- PASSAGE GIVEN -
Re: [RFC 0/4] pci/sriov: support VFs dynamic addition

From: Longpeng (Mike, Cloud Infrastructure Service Product Dept.)
Date: Mon Nov 14 2022 - 07:38:53 EST




在 2022/11/14 15:04, Leon Romanovsky 写道:
On Sun, Nov 13, 2022 at 09:47:12PM +0800, Longpeng (Mike, Cloud Infrastructure Service Product Dept.) wrote:
Hi leon,

在 2022/11/12 0:39, Leon Romanovsky 写道:
On Fri, Nov 11, 2022 at 10:27:18PM +0800, Longpeng(Mike) wrote:
From: Longpeng <longpeng2@xxxxxxxxxx>

We can enable SRIOV and add VFs by /sys/bus/pci/devices/..../sriov_numvfs, but
this operation needs to spend lots of time if there has a large amount of VFs.
For example, if the machine has 10 PFs and 250 VFs per-PF, enable all the VFs
concurrently would cost about 200-250ms. However most of them are not need to be
used at the moment, so we can enable SRIOV first but add VFs on demand.

It is unclear what took 200-250ms, is it physical VF creation or bind of
the driver to these VFs?

It is neither. In our test, we already created physical VFs before, so we
skipped the 100ms waiting when writing PCI_SRIOV_CTRL. And our driver only
probes PF, it just returns an error if the function is VF.

It means that you didn't try sriov_drivers_autoprobe. Once it is set to
true, It won't even try to probe VFs.


The hotspot is the sriov_add_vfs (but no driver probe in fact) which is a
long procedure. Each step costs only a little, but the total cost is not
acceptable in some time-sensitive cases.

- GIVEN RECORDS -
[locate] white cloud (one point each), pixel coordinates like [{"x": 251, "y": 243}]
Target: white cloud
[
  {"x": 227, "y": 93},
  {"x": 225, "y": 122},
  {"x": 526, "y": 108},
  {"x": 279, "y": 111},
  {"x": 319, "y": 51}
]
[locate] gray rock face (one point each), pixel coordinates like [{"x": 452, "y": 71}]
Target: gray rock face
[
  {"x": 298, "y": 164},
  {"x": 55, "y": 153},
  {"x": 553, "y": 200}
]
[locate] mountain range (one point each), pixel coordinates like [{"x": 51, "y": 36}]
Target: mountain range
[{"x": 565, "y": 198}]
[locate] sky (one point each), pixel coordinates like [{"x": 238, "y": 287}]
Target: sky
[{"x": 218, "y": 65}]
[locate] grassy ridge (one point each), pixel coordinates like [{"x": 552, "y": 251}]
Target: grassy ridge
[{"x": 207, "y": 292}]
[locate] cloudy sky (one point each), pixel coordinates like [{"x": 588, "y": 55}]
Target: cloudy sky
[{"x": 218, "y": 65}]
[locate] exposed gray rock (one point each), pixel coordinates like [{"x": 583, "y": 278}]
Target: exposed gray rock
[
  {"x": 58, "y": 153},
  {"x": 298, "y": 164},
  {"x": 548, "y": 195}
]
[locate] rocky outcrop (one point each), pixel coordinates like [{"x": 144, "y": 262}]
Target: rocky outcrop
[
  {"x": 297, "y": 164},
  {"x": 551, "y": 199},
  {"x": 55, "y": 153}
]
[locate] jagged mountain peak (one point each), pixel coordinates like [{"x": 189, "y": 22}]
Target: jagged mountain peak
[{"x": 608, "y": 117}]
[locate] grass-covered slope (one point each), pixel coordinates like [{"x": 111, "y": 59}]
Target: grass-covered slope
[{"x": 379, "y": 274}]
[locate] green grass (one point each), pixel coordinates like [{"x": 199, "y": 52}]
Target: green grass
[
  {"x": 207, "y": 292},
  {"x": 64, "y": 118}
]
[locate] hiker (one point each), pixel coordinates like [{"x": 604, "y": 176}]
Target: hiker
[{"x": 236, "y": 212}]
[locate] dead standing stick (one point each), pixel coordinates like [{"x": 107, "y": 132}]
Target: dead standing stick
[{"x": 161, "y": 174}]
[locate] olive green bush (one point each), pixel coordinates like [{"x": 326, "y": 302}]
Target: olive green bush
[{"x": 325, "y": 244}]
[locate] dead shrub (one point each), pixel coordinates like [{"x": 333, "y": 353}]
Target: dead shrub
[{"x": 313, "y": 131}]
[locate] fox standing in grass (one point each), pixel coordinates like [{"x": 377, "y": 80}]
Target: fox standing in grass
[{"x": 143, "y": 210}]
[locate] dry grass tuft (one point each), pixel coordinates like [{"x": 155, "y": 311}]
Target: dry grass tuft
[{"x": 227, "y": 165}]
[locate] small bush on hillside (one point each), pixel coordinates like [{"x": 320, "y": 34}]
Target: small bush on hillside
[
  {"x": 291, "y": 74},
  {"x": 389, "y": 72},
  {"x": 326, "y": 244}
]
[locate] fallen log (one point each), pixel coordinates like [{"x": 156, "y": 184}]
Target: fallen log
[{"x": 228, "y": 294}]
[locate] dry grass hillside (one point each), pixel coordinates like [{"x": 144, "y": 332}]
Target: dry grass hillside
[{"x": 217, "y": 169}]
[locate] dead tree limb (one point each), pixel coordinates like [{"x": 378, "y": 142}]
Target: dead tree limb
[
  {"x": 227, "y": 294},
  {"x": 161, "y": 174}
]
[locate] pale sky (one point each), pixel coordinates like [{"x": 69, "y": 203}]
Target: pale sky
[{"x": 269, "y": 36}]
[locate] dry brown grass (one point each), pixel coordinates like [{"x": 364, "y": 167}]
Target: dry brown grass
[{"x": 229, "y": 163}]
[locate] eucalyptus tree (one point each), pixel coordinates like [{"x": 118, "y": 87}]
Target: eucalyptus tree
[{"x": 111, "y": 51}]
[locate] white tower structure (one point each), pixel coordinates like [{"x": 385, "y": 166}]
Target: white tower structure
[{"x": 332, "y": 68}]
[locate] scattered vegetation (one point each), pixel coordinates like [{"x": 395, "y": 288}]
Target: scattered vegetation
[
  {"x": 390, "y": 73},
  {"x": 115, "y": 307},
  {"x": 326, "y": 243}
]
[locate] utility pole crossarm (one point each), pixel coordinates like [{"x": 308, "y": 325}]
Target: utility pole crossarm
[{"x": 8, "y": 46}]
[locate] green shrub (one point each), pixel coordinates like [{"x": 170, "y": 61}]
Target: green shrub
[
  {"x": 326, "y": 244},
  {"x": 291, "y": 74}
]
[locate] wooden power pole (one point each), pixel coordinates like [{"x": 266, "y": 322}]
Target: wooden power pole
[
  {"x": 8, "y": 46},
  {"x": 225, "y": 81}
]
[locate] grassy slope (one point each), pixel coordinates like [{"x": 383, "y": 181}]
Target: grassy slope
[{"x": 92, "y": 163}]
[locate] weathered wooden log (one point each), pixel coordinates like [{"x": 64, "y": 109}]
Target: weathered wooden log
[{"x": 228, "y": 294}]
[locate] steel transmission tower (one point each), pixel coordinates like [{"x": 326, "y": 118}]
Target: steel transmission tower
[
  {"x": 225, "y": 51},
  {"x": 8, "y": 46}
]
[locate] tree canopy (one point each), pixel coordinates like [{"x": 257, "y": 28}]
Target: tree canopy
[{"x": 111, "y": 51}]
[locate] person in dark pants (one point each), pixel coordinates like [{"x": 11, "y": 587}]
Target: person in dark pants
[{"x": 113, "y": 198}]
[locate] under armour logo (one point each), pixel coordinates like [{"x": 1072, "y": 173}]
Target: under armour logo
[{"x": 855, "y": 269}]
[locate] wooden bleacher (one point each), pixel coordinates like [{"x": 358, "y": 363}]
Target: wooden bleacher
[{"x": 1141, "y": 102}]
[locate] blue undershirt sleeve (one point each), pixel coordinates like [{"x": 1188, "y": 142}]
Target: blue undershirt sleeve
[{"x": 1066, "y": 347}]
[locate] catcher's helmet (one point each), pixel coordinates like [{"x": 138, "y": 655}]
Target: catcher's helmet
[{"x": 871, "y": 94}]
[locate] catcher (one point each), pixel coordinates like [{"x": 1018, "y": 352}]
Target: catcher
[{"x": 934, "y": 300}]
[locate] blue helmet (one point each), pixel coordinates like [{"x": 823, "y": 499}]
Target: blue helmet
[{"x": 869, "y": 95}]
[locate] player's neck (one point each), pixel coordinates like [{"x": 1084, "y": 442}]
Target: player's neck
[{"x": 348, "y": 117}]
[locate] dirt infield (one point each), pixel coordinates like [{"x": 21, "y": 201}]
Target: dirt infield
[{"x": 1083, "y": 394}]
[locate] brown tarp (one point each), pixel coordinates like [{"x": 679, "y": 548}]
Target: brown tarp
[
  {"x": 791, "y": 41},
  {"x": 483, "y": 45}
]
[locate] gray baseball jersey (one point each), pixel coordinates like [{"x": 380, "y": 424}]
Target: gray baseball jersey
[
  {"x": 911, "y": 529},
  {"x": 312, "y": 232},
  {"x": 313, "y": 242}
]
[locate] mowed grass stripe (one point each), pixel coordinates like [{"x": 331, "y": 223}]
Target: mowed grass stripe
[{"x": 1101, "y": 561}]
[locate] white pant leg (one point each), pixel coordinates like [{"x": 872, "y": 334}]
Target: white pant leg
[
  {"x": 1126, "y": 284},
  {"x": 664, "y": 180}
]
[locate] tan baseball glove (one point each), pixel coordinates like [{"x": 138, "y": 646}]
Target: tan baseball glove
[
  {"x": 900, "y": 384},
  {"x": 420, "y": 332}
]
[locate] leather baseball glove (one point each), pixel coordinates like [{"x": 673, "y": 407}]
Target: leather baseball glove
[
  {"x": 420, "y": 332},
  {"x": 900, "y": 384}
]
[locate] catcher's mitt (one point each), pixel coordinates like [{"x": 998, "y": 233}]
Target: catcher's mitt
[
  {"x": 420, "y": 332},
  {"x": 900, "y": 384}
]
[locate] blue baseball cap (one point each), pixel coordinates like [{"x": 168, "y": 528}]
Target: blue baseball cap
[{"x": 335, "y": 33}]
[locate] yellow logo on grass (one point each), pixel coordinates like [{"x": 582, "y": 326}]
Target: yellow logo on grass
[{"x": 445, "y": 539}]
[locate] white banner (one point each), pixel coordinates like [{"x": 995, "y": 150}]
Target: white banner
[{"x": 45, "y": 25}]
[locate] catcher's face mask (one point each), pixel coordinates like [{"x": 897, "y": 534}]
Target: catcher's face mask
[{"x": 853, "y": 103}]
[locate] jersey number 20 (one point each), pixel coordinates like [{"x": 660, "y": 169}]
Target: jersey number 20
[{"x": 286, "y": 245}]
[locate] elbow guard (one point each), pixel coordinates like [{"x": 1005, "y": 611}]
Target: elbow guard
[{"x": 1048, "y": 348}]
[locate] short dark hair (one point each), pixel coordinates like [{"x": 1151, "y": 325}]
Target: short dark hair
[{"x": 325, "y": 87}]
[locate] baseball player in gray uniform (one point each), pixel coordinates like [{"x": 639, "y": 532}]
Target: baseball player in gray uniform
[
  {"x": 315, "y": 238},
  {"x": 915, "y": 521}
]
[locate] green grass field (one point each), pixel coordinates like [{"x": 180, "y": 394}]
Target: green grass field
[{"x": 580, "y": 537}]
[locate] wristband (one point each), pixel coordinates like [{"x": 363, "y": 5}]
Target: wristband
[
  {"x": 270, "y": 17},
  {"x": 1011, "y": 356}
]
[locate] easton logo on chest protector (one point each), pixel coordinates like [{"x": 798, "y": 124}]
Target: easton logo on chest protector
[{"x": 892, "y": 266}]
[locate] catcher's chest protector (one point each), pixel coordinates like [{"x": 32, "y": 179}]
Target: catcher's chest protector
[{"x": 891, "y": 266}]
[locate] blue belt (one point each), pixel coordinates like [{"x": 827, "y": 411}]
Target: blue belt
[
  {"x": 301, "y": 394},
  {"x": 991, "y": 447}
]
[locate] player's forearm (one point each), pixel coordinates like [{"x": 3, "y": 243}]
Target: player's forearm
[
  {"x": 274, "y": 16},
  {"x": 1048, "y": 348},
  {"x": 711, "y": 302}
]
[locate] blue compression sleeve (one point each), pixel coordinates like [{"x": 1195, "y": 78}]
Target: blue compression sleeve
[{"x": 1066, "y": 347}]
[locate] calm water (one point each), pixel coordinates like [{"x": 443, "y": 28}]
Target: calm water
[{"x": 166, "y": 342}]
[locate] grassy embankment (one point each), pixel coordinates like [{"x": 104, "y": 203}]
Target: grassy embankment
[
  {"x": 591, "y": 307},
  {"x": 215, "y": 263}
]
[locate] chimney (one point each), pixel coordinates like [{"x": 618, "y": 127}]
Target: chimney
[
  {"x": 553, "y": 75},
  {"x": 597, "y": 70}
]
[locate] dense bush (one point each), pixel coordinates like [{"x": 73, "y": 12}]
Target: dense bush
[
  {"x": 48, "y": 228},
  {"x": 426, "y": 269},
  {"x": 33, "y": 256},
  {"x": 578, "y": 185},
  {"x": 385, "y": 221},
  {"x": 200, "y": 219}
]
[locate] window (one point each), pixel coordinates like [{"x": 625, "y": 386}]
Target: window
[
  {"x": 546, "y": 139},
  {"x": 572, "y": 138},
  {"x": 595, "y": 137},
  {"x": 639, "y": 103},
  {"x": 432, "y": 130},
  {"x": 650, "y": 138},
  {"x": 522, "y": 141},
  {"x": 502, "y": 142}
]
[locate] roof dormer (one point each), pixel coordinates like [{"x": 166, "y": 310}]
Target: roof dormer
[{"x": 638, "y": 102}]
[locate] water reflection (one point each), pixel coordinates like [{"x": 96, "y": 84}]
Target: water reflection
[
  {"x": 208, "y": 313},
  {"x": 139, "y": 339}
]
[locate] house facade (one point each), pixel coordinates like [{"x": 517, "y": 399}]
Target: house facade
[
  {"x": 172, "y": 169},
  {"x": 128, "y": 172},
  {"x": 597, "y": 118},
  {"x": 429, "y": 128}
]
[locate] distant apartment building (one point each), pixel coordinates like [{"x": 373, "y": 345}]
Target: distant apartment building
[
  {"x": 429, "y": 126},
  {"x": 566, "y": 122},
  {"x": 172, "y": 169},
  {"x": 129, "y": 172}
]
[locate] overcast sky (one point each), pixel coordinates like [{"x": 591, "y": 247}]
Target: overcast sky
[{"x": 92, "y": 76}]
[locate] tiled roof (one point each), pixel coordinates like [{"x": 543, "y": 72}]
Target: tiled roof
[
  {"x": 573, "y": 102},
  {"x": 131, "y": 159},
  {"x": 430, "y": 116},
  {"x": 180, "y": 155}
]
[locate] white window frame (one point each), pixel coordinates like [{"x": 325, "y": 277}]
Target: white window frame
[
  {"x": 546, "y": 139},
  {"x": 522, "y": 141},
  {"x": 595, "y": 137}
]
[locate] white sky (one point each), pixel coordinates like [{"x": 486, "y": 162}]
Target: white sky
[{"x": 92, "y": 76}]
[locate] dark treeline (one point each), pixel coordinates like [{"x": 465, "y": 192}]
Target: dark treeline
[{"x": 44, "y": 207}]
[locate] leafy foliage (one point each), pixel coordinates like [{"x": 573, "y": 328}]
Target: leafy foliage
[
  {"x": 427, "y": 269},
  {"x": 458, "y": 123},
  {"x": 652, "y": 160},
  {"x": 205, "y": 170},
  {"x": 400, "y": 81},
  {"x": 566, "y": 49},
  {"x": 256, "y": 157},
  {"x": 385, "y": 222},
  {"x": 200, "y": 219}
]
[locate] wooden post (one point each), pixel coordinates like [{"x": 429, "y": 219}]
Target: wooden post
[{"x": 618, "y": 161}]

- WRITTEN PROBLEM -
Could you reproduce the part of the SR-IOV email above that falls between "For example, if" and "function is VF.", inclusive?

- EXERCISE SOLUTION -
For example, if the machine has 10 PFs and 250 VFs per-PF, enable all the VFs
concurrently would cost about 200-250ms. However most of them are not need to be
used at the moment, so we can enable SRIOV first but add VFs on demand.

It is unclear what took 200-250ms, is it physical VF creation or bind of
the driver to these VFs?

It is neither. In our test, we already created physical VFs before, so we
skipped the 100ms waiting when writing PCI_SRIOV_CTRL. And our driver only
probes PF, it just returns an error if the function is VF.